- _Task to complete_
Copy all the lines below word for word, leaving out the pictures.
>> Begin Source records
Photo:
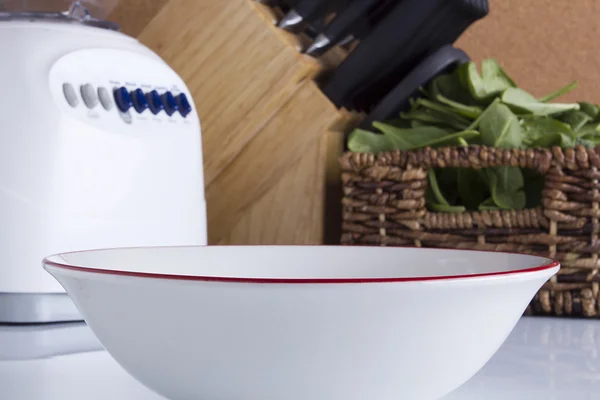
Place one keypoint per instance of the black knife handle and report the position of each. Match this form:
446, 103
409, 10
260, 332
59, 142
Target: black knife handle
390, 40
443, 28
397, 100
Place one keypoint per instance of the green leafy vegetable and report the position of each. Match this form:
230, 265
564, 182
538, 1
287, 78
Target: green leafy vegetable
467, 111
575, 118
361, 141
463, 108
493, 79
522, 101
547, 132
499, 127
590, 109
559, 92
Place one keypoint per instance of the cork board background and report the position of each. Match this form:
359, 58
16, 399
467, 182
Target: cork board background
542, 44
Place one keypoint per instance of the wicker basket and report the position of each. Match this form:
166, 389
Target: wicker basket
384, 204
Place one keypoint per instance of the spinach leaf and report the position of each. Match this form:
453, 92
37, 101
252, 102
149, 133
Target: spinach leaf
419, 137
575, 118
468, 111
521, 101
410, 138
444, 110
590, 109
547, 132
362, 141
499, 127
433, 117
559, 92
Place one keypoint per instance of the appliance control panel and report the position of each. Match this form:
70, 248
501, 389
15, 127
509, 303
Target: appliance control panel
121, 91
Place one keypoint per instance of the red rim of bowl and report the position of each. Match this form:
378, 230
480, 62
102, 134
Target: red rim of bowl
47, 261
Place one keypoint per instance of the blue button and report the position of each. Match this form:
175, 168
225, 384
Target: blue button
123, 99
184, 105
139, 100
155, 102
170, 103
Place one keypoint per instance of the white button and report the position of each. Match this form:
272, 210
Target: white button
70, 94
89, 95
105, 98
126, 116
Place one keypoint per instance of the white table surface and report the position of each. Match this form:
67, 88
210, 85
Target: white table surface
549, 359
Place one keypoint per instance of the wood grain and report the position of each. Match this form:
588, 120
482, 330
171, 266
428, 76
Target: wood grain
291, 212
284, 140
236, 65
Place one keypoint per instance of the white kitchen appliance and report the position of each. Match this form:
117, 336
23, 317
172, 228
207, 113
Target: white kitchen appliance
100, 146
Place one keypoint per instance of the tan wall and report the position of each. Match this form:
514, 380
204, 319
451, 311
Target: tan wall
543, 44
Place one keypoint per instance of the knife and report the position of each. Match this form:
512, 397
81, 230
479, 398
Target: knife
403, 37
305, 10
342, 25
398, 99
443, 28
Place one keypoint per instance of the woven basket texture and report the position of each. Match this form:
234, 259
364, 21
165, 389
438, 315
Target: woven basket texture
384, 204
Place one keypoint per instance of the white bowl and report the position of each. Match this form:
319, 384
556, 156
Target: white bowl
300, 322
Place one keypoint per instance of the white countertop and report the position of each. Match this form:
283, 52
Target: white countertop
543, 359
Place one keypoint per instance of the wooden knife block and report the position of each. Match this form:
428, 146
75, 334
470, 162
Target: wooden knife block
270, 138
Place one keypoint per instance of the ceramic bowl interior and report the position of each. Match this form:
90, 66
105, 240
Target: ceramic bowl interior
300, 322
299, 263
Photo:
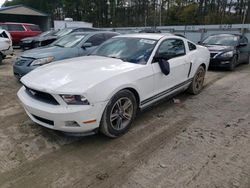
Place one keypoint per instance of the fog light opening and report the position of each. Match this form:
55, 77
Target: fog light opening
71, 124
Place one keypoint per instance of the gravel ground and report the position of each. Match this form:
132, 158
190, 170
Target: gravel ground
199, 141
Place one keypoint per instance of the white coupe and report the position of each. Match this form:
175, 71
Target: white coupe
104, 91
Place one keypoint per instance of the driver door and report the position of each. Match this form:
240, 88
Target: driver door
174, 51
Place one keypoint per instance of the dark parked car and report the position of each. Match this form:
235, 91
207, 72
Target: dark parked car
227, 50
73, 45
150, 30
43, 39
51, 36
19, 31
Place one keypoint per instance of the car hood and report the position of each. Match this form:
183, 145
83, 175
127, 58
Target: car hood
219, 48
44, 52
77, 75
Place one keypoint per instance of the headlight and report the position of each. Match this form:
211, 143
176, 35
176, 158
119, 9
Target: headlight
75, 99
42, 61
227, 54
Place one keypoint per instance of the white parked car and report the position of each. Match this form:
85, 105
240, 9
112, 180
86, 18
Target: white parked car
105, 90
5, 44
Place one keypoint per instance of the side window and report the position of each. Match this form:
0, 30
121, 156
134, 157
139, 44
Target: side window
15, 28
97, 39
33, 27
191, 46
109, 35
243, 40
172, 48
4, 35
3, 26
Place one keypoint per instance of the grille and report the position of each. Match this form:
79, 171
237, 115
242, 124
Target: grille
41, 96
21, 62
49, 122
212, 55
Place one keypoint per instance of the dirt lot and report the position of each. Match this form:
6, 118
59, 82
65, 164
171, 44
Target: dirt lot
203, 141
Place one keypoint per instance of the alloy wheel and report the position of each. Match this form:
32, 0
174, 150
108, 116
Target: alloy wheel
121, 113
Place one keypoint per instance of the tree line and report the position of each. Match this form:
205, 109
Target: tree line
129, 13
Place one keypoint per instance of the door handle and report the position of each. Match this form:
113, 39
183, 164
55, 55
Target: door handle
190, 68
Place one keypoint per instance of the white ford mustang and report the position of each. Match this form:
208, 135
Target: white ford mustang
103, 91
>> End Source records
- _Finished exercise_
Photo:
Place one keypoint per instance of the black knife handle and report the position of each. Match this form:
446, 103
409, 10
260, 332
59, 142
Target: black knife handle
390, 40
443, 28
397, 100
Place one keypoint per instance of the green leafy vegetable and report the position of each. Match this form:
230, 265
564, 182
538, 1
287, 78
Target: green leafy vegetable
467, 111
575, 118
361, 141
463, 108
493, 79
522, 101
547, 132
499, 127
590, 109
559, 92
Place one keypoint per instance of the cork board background and report the position of each. Match this form:
359, 58
16, 399
467, 182
Target: cork board background
542, 44
Place one keypoint per instance of the wicker basket and report the position of each. Match this form:
166, 389
Target: wicker basket
384, 204
Place one keypoint per instance of the spinach leaf and report the position of each. Match this form:
453, 92
37, 101
252, 102
149, 133
Target: spinach leaf
419, 137
575, 118
468, 111
521, 101
410, 138
444, 110
590, 109
547, 132
362, 141
499, 127
433, 117
559, 92
Place one keypoint per instance of the appliance control panel and report the position of each. Match this form:
70, 248
501, 389
15, 127
509, 303
Target: appliance control panel
121, 91
Place one keypoint per instance of the red rim of bowl and report the position of each. Match this form:
378, 230
480, 62
102, 134
Target: red rim of bowl
47, 261
Place one keypoint per instance of the blue button and report the position of each. Match this form:
175, 168
225, 384
Target: blue button
123, 99
184, 105
139, 100
155, 102
170, 103
Place one keypoint per instance of the white button and report the position of each. Match this form:
272, 210
Target: white button
70, 94
89, 95
105, 98
126, 116
Place one keypoint per instance of the white table surface and report the position of each. Match this form:
67, 88
210, 85
Target: white table surface
549, 359
Place one keypoint per instance of the wood grain and report the position of each. Match this form:
588, 120
482, 330
171, 266
428, 76
Target: wood grain
291, 212
284, 140
236, 65
Place one keypoint per instance of the white kitchen appliance and report the position of each. Match this form:
117, 336
23, 317
172, 228
207, 113
Target: white kitchen appliance
100, 146
Place one keypoint per instance of the tan wall and report the position of each. Match this form:
514, 380
204, 319
451, 311
Target: tan wall
543, 44
Place one keypoint per instance of the knife and report the position of each. Match this form:
512, 397
81, 230
479, 398
Target: knife
403, 37
305, 10
342, 25
398, 99
443, 28
Place one keypoint per instance of the woven basket texture and report the position of each. Match this form:
234, 259
364, 21
165, 389
438, 315
Target: woven basket texture
384, 204
Place one keypoint per instance of the white bowl and report the position of each. Match this form:
319, 384
556, 156
Target: white bowl
300, 322
Place one keypoint per instance of the white countertop and report the position of each. Match this form:
283, 52
Target: white countertop
543, 359
Place one keypoint per instance of the wooden knife block and report the position of each. Match this form:
428, 146
75, 334
470, 162
Target: wooden knife block
270, 138
Place one keypoint per instance of the ceramic bowl interior and report the position of each. Match this form:
90, 66
105, 240
Target: ceramic bowl interior
300, 322
299, 263
Photo:
Place one keypoint per instance of the fog light opening and report the position of each. Match this form:
55, 77
Target: fog light opening
71, 124
Place one keypoint per instance of the gravel ground and report the position of each. Match this form:
132, 158
190, 170
Target: gravel ground
199, 141
Place one keypoint per instance of the white coupe and report the position of each. Match this form:
175, 71
Target: white coupe
104, 91
Place one keypoint per instance of the driver door and report the position of each. Match this form:
240, 88
Target: driver door
174, 51
Place one keypoint per instance of the dark parked car and report the position of each. Match this form:
235, 91
207, 72
Target: dark parked car
227, 50
73, 45
150, 30
43, 39
51, 36
19, 31
Place one keypoint per instance of the car hood and report the position of each. Match this form:
183, 145
83, 175
127, 58
Target: car hood
219, 48
44, 52
77, 75
Place one keypoint per instance of the headlight and report the position of each. Match this form:
211, 143
176, 35
176, 158
119, 9
Target: headlight
75, 99
42, 61
227, 54
Place one keypoint per instance of the white parked car and report the position of each. Match this form:
85, 105
240, 9
112, 180
86, 18
Target: white parked car
105, 90
5, 44
Place one keypoint per instance of the side window and report the position of each. Match this form:
0, 30
121, 156
134, 157
139, 44
Target: side window
15, 28
97, 39
33, 27
191, 46
109, 35
243, 40
172, 48
4, 35
3, 26
Place one keypoint per instance of the grille and report the position of each. Match this form:
79, 171
237, 115
242, 124
Target: grille
41, 96
21, 62
49, 122
212, 55
Place one keypoint per instance of the dirt lot and report the position of each. Match this form:
6, 118
59, 82
65, 164
171, 44
Target: dirt lot
203, 141
Place one keypoint per instance of the alloy wheel and report the position of each. Match this form:
32, 0
174, 150
108, 116
Target: alloy wheel
121, 113
Place one keypoint per instance of the tree line and report the position of each. Match this form:
205, 109
Target: tree line
129, 13
Place one keypoint per instance of the door handle and report the position of each. Match this form:
113, 39
183, 164
55, 55
Target: door handle
190, 68
Place one keypoint per instance of the white ford mustang and report the position of each. Match this form:
208, 135
Target: white ford mustang
103, 91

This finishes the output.